_INPUT:_
....................

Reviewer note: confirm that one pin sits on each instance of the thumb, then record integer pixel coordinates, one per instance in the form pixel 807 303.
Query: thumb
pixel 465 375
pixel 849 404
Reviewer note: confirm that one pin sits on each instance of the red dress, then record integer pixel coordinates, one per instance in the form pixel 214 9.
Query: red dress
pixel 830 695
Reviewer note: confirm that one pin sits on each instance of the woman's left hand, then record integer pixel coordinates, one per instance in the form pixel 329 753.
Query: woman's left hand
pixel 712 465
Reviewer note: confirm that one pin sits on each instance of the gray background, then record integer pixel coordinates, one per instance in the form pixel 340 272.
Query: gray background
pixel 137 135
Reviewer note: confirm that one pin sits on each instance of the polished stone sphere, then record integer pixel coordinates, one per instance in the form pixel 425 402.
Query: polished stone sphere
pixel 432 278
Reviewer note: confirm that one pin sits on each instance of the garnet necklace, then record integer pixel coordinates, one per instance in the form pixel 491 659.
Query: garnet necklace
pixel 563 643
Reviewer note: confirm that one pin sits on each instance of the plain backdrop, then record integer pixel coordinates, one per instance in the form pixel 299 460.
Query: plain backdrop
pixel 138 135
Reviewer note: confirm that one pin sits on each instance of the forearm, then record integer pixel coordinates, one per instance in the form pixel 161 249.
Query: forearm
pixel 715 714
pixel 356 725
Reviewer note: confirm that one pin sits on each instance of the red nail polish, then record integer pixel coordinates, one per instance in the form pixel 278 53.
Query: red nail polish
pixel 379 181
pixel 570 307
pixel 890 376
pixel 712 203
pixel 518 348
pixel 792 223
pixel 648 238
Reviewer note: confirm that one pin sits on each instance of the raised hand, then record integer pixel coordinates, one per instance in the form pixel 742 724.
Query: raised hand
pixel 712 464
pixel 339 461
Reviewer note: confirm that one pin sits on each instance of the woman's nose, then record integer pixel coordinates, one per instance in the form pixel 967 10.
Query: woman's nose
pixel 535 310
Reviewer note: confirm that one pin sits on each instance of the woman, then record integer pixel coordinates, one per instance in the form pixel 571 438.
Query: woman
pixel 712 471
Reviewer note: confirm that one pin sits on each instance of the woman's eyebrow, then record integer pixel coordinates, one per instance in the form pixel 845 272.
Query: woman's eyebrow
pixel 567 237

....................

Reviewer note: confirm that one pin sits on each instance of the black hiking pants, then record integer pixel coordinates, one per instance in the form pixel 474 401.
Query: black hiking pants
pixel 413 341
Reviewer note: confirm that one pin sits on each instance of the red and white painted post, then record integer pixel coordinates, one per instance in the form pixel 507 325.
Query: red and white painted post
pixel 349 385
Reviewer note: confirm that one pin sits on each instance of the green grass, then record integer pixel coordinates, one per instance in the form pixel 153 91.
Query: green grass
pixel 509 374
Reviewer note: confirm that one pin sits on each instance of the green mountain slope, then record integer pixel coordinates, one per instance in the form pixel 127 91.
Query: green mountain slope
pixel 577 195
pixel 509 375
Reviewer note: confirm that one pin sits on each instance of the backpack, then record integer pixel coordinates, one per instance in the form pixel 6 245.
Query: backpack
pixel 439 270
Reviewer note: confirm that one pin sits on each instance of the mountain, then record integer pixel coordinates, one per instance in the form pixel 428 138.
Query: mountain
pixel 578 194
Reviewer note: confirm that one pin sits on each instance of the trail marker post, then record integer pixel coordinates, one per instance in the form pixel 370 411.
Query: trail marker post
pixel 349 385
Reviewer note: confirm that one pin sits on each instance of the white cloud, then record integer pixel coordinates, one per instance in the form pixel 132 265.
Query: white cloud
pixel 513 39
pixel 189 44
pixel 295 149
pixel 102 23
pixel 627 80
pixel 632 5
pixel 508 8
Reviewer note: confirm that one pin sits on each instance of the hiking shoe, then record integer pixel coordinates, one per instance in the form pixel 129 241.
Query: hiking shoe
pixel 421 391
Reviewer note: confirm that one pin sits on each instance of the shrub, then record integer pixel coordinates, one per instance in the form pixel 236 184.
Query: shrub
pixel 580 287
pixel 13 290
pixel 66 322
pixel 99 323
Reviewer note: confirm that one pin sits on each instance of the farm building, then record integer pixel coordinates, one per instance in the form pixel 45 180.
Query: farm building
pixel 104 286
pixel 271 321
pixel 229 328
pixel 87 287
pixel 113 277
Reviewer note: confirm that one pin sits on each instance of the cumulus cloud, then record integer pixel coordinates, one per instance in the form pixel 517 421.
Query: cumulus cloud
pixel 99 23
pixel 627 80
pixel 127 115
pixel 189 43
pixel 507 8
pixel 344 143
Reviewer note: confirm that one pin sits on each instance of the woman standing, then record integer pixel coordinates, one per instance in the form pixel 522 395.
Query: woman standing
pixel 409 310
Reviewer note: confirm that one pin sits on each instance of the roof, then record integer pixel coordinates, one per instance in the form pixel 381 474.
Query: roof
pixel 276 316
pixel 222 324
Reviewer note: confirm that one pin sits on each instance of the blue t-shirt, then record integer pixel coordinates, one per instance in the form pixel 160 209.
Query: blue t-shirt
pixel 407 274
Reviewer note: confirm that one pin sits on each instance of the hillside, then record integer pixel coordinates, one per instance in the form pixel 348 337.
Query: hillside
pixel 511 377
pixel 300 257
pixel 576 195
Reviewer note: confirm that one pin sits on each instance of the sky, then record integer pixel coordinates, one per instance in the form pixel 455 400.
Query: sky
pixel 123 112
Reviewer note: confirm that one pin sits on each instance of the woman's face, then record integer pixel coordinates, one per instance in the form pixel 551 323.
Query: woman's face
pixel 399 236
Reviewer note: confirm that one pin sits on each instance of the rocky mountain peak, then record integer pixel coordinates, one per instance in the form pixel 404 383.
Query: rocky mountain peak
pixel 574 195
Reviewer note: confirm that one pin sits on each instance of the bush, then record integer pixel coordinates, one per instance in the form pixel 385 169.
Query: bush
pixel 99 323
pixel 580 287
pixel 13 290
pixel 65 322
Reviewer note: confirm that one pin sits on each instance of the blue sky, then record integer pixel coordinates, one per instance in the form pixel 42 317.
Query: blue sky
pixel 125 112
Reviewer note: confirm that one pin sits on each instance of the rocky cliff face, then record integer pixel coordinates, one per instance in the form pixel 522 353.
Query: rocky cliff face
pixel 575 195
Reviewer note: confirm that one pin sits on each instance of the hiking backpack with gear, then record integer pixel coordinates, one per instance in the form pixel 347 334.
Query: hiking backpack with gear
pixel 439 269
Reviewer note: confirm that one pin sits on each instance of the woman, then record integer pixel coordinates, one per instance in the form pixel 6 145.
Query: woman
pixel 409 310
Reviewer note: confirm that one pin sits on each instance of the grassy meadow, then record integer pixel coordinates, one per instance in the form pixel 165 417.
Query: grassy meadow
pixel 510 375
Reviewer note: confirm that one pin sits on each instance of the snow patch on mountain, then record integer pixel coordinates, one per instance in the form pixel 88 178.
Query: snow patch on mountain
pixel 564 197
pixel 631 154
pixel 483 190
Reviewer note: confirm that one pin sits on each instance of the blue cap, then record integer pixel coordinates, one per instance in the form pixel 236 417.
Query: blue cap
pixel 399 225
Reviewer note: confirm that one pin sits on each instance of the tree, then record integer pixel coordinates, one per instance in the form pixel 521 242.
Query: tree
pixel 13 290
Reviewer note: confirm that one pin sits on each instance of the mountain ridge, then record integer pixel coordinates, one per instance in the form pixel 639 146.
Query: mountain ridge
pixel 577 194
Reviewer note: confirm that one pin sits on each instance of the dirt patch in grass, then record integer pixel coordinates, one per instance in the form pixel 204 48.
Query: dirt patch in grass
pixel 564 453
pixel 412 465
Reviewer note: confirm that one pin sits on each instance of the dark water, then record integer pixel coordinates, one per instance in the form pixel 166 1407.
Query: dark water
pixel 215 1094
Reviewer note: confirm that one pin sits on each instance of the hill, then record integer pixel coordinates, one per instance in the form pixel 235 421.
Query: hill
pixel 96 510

....................

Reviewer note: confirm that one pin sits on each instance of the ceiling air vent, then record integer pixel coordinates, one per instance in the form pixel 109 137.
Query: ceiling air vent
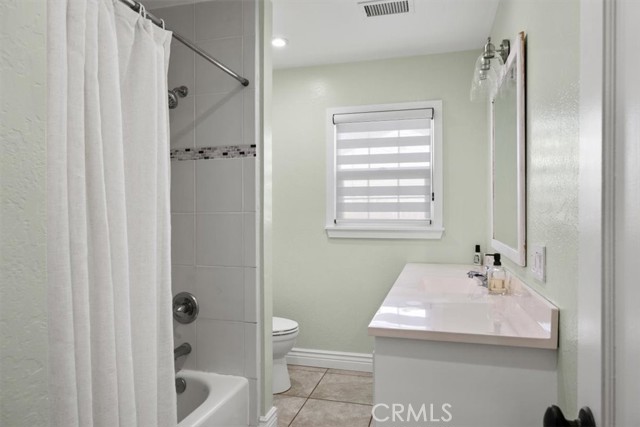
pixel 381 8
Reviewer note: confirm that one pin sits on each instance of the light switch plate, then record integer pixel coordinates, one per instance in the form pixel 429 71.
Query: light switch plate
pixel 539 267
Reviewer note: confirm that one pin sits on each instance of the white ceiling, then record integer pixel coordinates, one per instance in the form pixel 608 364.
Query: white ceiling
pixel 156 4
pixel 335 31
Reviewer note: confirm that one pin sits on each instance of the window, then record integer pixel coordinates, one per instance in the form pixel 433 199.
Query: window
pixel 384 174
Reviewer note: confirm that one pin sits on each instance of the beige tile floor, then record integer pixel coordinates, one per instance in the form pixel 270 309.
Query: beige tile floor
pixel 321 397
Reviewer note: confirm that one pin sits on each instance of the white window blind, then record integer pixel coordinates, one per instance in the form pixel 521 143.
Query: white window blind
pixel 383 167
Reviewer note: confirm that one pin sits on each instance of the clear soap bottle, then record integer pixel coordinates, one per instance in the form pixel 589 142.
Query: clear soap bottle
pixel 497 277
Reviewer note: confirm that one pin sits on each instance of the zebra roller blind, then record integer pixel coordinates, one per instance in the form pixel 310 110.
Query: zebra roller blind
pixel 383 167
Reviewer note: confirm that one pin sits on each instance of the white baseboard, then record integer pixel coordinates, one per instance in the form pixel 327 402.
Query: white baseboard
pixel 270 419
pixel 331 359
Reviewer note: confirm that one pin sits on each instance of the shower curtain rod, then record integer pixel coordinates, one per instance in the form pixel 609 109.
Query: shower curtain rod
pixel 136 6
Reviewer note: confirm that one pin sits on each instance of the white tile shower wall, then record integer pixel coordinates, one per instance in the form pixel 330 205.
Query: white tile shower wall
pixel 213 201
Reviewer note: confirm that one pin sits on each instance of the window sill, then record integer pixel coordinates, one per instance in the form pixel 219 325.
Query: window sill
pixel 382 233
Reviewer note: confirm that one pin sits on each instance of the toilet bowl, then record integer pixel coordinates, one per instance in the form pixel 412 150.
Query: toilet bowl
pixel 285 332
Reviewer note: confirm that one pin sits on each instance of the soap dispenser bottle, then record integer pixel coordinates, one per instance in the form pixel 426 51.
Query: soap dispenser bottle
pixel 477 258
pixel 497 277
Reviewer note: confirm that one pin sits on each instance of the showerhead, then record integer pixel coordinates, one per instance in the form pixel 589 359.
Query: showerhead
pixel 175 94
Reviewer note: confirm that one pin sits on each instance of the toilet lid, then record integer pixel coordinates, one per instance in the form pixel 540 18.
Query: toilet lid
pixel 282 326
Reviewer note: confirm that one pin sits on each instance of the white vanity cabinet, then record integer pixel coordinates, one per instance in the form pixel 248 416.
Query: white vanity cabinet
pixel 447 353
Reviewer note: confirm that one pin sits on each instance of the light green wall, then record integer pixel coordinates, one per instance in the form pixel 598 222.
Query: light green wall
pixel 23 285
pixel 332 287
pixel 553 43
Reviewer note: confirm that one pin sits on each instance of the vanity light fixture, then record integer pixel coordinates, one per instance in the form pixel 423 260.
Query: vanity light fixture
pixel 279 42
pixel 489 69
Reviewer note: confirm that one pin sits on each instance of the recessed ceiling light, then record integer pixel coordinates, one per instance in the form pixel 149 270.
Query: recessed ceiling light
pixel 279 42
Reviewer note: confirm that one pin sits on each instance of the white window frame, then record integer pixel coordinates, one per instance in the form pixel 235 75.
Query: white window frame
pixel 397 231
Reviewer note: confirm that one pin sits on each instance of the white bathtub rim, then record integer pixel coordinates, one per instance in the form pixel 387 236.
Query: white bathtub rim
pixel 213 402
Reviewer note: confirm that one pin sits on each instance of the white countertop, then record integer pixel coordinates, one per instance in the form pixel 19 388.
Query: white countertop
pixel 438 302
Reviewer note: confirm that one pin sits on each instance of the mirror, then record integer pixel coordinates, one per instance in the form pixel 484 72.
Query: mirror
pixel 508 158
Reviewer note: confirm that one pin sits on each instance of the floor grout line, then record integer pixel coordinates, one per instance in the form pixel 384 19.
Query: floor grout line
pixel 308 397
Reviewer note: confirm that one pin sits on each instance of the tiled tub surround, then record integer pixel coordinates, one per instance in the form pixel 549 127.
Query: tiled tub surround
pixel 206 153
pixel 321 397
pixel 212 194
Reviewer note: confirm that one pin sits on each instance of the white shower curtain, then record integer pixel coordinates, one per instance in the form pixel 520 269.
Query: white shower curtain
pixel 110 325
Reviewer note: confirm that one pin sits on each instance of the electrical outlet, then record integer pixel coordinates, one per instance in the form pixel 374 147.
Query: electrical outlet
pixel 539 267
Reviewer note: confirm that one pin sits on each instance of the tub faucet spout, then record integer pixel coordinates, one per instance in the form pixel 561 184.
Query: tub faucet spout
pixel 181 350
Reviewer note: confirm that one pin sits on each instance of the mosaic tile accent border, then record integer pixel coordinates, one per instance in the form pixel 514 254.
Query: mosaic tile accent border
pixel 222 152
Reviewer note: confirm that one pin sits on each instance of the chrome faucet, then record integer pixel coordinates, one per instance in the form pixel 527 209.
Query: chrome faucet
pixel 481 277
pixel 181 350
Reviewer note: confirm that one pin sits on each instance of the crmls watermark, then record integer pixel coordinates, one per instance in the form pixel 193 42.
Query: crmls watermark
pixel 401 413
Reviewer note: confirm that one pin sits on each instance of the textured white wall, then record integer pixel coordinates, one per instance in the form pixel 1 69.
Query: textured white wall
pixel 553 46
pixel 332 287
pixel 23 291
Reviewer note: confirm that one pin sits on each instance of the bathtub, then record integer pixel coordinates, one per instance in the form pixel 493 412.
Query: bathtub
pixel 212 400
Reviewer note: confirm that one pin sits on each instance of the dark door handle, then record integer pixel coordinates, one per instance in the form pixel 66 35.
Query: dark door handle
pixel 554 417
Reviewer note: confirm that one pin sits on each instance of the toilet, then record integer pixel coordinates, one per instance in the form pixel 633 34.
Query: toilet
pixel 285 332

....................

Reproduce the records verbatim, starting with the line that contains "pixel 807 303." and going on through the line that contains "pixel 138 135", both included.

_FULL OUTPUT:_
Reviewer note: confirm that one pin sits on each instance of the thumb, then record integer pixel coordinates, one per instance in the form pixel 807 303.
Query: thumb
pixel 465 375
pixel 849 404
Reviewer note: confirm that one pin sits on each instance of the red dress, then record integer pixel coordinates, one per instance in the form pixel 214 9.
Query: red dress
pixel 830 695
Reviewer note: confirm that one pin sits on each instance of the woman's left hand, then record integer pixel coordinates, one per instance in the form pixel 329 753.
Query: woman's left hand
pixel 712 465
Reviewer note: confirm that one pin sits on each instance of the gray background, then record integer pixel coordinates, one per instance in the form pixel 340 272.
Query: gray background
pixel 137 135
Reviewer note: confirm that one pin sits on each instance of the polished stone sphere, then record integer pixel coordinates, one per instance in the form pixel 425 402.
Query: polished stone sphere
pixel 432 278
Reviewer note: confirm that one pin sits on each instance of the garnet necklace, then record integer pixel coordinates, one per instance in the form pixel 491 659.
Query: garnet necklace
pixel 563 643
Reviewer note: confirm that one pin sits on each instance of the plain backdrop, then record integer pixel coordinates, one per instance in the form pixel 299 460.
Query: plain backdrop
pixel 138 135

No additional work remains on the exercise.